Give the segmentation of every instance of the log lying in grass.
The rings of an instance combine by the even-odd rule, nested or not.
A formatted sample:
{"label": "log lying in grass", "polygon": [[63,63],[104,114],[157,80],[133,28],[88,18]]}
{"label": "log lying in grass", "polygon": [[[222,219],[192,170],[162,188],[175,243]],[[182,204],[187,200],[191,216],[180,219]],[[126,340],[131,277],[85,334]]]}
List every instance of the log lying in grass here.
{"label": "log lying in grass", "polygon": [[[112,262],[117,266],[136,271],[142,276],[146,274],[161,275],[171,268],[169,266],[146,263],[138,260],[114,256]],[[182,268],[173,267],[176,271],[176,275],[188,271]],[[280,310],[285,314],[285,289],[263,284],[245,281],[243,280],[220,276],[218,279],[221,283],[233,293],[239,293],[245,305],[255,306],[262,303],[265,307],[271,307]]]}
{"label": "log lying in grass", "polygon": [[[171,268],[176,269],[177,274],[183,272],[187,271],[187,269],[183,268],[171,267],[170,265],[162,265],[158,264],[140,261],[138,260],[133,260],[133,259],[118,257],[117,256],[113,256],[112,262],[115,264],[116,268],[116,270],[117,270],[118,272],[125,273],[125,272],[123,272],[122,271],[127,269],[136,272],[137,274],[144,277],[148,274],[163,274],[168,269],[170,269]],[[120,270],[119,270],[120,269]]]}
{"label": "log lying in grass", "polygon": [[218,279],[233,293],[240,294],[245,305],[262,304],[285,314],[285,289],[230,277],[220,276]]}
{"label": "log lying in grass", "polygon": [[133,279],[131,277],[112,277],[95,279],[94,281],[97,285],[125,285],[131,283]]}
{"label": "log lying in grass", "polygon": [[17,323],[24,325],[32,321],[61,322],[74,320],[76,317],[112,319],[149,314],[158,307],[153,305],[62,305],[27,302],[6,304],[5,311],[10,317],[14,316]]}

● ● ● ●

Stated task
Return each line of the rows above verbatim, with nothing added, removed, or altered.

Solution
Give the segmentation of every instance of the log lying in grass.
The rings of an instance combine by the even-odd rule, nested or not.
A formatted sample:
{"label": "log lying in grass", "polygon": [[63,63],[104,114],[157,80],[133,28],[88,18]]}
{"label": "log lying in grass", "polygon": [[[222,219],[192,170],[162,188],[175,243]],[[182,204],[187,200],[191,216],[180,219]],[[126,340],[131,277],[85,334]]]}
List every instance of the log lying in grass here.
{"label": "log lying in grass", "polygon": [[[112,262],[117,266],[136,271],[142,276],[146,274],[161,275],[171,268],[169,266],[146,263],[138,260],[114,256]],[[182,268],[173,267],[176,271],[176,275],[188,271]],[[280,310],[285,314],[285,289],[263,284],[245,281],[243,280],[220,276],[218,279],[221,283],[233,293],[239,293],[245,305],[255,306],[262,303],[265,307],[271,307]]]}
{"label": "log lying in grass", "polygon": [[[171,268],[176,269],[177,274],[183,272],[187,271],[187,269],[183,268],[171,267],[170,265],[162,265],[158,264],[140,261],[138,260],[133,260],[133,259],[118,257],[117,256],[113,256],[112,262],[115,264],[116,268],[116,270],[117,270],[118,272],[125,273],[125,272],[123,272],[122,271],[127,269],[136,272],[137,274],[144,277],[148,274],[163,274],[168,269],[170,269]],[[120,270],[119,270],[120,269]]]}
{"label": "log lying in grass", "polygon": [[218,279],[233,293],[240,294],[245,305],[262,304],[285,314],[285,289],[230,277],[220,276]]}
{"label": "log lying in grass", "polygon": [[133,279],[131,277],[112,277],[95,279],[94,281],[97,285],[125,285],[131,283]]}
{"label": "log lying in grass", "polygon": [[17,323],[24,325],[32,321],[61,322],[74,320],[76,317],[112,319],[149,314],[158,307],[153,305],[62,305],[27,302],[6,304],[5,311],[10,317],[14,316]]}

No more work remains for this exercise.